▸ **Problem requirements**: Among the records, which lines include "dark"? List them.

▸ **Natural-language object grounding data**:
<<<<
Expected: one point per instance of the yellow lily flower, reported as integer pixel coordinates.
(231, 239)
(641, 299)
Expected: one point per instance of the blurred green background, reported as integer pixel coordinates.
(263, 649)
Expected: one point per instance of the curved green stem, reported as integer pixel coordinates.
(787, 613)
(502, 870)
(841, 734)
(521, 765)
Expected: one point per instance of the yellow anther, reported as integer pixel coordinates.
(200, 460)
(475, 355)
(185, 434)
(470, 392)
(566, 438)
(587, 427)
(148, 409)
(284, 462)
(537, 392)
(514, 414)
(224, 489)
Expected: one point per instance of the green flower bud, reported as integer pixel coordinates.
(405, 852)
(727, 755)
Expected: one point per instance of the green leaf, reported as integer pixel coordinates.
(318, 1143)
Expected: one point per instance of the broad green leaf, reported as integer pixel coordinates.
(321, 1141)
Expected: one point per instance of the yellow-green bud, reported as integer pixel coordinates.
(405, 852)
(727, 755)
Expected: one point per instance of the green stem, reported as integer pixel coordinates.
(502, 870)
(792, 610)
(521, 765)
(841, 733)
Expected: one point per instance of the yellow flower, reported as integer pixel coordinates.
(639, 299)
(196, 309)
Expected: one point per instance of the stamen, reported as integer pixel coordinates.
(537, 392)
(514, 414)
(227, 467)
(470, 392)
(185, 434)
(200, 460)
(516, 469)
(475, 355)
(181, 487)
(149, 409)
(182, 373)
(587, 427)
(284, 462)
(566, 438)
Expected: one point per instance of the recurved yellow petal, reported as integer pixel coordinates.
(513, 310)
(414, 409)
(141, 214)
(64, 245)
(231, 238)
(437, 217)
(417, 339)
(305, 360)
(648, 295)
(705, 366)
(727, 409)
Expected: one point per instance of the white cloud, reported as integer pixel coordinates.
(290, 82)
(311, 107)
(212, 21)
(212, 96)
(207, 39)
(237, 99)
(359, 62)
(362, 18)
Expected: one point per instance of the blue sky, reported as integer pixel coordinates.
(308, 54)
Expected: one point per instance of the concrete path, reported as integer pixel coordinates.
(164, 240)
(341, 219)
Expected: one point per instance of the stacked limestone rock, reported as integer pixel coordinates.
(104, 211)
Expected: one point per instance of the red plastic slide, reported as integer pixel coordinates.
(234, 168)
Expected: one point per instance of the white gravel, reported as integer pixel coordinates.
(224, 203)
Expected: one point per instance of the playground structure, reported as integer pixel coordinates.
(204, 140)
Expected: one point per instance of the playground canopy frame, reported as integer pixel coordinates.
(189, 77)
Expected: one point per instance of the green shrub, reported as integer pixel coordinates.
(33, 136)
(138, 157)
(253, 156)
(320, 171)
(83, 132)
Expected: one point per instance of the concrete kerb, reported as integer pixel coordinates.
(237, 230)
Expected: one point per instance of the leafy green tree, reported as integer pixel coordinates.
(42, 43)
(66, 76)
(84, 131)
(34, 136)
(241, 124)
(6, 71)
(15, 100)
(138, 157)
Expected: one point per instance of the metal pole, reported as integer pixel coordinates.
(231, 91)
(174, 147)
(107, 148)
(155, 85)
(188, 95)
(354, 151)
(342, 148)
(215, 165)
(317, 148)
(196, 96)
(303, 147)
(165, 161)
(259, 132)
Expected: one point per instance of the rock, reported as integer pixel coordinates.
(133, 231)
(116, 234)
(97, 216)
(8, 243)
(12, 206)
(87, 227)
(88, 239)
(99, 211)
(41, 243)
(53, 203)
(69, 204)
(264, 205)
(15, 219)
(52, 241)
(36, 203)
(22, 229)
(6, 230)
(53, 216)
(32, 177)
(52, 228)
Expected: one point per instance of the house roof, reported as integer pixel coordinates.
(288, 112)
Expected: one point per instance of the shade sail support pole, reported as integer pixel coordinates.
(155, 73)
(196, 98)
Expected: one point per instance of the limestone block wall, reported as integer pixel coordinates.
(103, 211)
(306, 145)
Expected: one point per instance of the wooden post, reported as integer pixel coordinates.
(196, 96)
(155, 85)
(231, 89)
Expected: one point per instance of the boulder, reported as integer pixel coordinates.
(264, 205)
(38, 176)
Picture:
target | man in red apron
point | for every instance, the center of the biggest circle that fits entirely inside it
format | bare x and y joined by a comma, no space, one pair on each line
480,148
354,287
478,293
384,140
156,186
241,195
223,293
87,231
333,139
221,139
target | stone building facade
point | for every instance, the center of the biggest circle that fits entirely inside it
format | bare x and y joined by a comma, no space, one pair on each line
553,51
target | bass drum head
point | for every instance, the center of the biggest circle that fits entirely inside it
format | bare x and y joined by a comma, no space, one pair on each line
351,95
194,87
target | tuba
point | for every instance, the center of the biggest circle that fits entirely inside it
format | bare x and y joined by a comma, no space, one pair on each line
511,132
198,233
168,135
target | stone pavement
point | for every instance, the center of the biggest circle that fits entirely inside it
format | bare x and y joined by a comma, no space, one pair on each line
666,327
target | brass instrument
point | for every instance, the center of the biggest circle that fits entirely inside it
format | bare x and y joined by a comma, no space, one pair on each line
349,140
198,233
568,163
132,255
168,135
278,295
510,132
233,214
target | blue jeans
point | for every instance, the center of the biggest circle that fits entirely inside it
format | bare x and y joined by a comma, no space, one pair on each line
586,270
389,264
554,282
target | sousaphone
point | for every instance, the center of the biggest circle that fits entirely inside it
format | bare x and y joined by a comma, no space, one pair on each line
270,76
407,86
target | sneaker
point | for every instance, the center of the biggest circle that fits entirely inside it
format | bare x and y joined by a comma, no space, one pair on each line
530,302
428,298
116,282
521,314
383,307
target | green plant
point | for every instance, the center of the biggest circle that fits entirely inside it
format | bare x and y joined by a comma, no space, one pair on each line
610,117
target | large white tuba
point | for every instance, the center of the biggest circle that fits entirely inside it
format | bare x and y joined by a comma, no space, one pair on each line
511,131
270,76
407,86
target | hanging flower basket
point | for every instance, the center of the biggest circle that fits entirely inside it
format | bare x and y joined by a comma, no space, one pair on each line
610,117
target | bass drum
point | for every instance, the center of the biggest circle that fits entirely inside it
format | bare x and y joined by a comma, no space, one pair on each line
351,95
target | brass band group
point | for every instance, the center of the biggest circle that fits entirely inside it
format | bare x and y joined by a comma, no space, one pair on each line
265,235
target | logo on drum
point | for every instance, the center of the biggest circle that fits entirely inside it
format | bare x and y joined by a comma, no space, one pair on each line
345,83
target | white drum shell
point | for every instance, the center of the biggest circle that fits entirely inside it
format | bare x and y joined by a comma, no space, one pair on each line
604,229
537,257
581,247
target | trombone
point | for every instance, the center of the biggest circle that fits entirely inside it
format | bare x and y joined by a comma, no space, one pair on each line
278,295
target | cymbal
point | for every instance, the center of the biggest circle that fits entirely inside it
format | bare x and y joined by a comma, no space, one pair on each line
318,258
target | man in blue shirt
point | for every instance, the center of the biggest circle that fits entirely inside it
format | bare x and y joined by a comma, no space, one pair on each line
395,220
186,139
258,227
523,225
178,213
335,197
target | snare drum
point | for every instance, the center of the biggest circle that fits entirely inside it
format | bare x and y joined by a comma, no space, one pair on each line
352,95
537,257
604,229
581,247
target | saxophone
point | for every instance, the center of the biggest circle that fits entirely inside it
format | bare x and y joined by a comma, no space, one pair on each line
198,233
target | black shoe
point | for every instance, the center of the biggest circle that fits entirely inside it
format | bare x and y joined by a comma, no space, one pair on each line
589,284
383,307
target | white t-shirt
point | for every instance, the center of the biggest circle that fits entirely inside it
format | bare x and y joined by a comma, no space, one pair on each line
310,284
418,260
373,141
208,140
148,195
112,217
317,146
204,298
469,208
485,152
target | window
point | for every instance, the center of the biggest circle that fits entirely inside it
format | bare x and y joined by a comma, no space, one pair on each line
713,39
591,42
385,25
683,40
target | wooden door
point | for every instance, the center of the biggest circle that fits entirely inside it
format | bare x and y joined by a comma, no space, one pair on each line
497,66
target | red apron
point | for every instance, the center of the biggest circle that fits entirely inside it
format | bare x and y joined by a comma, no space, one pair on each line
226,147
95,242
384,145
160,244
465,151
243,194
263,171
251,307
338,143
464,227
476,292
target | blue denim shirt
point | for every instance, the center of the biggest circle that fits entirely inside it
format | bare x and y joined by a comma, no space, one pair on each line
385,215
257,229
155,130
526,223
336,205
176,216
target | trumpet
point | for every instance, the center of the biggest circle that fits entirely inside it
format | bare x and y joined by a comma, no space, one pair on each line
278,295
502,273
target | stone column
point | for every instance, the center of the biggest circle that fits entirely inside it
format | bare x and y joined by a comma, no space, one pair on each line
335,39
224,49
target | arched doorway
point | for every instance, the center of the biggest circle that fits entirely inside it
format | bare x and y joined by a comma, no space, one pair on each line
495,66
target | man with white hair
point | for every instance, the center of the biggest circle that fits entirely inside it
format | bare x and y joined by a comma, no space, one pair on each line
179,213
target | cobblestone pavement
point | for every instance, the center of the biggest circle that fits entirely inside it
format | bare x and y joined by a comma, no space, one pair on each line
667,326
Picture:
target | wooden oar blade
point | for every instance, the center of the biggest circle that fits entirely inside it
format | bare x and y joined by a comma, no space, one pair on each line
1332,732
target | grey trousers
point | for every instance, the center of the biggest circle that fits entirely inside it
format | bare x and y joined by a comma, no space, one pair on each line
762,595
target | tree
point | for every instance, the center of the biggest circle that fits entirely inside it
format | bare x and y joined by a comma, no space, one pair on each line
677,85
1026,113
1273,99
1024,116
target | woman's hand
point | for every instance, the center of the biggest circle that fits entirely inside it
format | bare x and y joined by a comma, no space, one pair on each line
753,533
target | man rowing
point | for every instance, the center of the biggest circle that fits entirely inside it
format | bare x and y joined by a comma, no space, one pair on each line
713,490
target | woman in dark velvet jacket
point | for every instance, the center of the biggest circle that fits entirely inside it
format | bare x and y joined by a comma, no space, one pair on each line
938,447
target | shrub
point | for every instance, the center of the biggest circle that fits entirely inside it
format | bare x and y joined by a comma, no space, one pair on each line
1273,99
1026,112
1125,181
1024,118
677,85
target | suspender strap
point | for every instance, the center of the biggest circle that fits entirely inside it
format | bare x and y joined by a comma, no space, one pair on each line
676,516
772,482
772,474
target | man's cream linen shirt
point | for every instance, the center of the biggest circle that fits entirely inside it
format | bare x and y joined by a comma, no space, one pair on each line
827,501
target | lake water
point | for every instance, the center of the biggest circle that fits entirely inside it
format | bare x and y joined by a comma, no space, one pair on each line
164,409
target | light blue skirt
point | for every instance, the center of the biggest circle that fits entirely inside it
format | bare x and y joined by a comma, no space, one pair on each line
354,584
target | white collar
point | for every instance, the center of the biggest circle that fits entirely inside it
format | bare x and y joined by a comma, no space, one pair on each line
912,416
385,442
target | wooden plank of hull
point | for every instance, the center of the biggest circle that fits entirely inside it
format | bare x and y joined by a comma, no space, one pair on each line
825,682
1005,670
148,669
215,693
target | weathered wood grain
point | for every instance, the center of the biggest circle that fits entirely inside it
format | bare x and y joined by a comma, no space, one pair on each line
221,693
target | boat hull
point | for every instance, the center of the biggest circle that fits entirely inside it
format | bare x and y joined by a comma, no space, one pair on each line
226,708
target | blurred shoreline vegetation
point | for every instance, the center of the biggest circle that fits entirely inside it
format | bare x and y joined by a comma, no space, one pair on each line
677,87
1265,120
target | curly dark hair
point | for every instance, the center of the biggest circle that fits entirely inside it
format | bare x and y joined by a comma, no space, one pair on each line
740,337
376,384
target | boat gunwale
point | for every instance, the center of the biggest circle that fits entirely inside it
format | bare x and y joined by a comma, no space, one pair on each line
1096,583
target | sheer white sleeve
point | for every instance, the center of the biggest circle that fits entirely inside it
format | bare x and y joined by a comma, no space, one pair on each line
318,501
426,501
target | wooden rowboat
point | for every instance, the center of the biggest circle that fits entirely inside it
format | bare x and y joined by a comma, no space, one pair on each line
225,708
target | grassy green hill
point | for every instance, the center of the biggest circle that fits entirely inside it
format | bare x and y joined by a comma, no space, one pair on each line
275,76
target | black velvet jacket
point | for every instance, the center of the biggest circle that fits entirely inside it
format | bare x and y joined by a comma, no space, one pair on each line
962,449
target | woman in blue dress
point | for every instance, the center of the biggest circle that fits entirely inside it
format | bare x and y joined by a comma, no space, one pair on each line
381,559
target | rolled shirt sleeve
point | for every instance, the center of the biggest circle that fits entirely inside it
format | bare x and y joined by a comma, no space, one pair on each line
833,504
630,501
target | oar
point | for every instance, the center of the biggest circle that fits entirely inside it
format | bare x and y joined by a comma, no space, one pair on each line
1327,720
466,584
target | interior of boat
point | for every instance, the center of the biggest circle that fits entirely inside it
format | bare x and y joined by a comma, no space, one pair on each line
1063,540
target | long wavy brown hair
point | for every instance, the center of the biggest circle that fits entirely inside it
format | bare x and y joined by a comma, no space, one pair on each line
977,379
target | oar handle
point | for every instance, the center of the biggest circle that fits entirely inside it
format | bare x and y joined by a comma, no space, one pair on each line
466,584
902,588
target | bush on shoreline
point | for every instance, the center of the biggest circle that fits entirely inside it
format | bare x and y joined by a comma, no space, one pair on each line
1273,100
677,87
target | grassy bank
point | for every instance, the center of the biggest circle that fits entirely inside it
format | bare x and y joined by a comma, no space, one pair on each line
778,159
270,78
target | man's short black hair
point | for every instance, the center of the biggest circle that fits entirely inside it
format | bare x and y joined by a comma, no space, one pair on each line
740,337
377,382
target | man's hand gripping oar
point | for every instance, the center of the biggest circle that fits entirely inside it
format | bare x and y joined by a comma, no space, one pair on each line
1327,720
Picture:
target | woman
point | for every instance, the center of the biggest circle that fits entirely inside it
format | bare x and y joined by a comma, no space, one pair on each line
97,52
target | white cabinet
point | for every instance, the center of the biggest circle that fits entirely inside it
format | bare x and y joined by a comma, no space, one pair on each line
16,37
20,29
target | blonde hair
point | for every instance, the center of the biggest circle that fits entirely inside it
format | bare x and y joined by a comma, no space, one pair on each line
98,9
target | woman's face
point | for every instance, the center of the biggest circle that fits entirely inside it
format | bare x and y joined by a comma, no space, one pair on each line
>>>>
▸ **Reply to the exercise**:
target | woman in dark velvet jacket
target | curly dark hair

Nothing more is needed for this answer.